▶ **EXERCISE TASKS**
a – Duplicate the passage on the archduke's assassination, starting with "The archduke traveled" and going on through "strength in Bosnia.".
b – Decide whether each statement below agrees with the passage on the archduke's assassination, answering yes or no and quoting the words of the passage that settle it. (i) The archduke was killed in Sarajevo, the capital of Bosnia. (ii) Austria-Hungary annexed Bosnia and Herzegovina in 1389. (iii) Serbia lost its independence at the First Battle of Kosovo.
c – According to the passage on the archduke's assassination, for what purpose did the archduke travel to Sarajevo in June 1914?

▶ **TEXT SEGMENT**
>> Begin

The Assassination of Archduke Franz Ferdinand
On 28th June, 1914, Archduke Franz Ferdinand, heir to the throne of the Austro-Hungarian Empire, was assassinated in Sarajevo, the capital of Bosnia.
The archduke traveled to Sarajevo in June 1914 to inspect the imperial armed forces in Bosnia and Herzegovina, former Ottoman territories in the turbulent Balkan region that were annexed by Austria-Hungary in 1908 to the indignation of Serbian nationalists, who believed they should become part of the newly independent and ambitious Serbian nation. The date scheduled for his visit, June 28, coincided with the anniversary of the First Battle of Kosovo in 1389, in which medieval Serbia was defeated by the Turks. Despite the fact that Serbia did not truly lose its independence until the Second Battle of Kosovo in 1448, June 28 was a day of great significance to Serbian nationalists, and one on which they could be expected to take exception to a demonstration of Austrian imperial strength in Bosnia.

>> End

▶ **DATA EXCERPT**
>> Begin

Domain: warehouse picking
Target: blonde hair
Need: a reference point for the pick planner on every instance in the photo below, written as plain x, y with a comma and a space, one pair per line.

>> End

▶ **EXERCISE RESULTS**
a –
The archduke traveled to Sarajevo in June 1914 to inspect the imperial armed forces in Bosnia and Herzegovina, former Ottoman territories in the turbulent Balkan region that were annexed by Austria-Hungary in 1908 to the indignation of Serbian nationalists, who believed they should become part of the newly independent and ambitious Serbian nation. The date scheduled for his visit, June 28, coincided with the anniversary of the First Battle of Kosovo in 1389, in which medieval Serbia was defeated by the Turks. Despite the fact that Serbia did not truly lose its independence until the Second Battle of Kosovo in 1448, June 28 was a day of great significance to Serbian nationalists, and one on which they could be expected to take exception to a demonstration of Austrian imperial strength in Bosnia.

b –
(i) Yes: "was assassinated in Sarajevo, the capital of Bosnia"
(ii) No: "annexed by Austria-Hungary in 1908"
(iii) No: "Serbia did not truly lose its independence until the Second Battle of Kosovo in 1448"

c – To inspect the imperial armed forces in Bosnia and Herzegovina.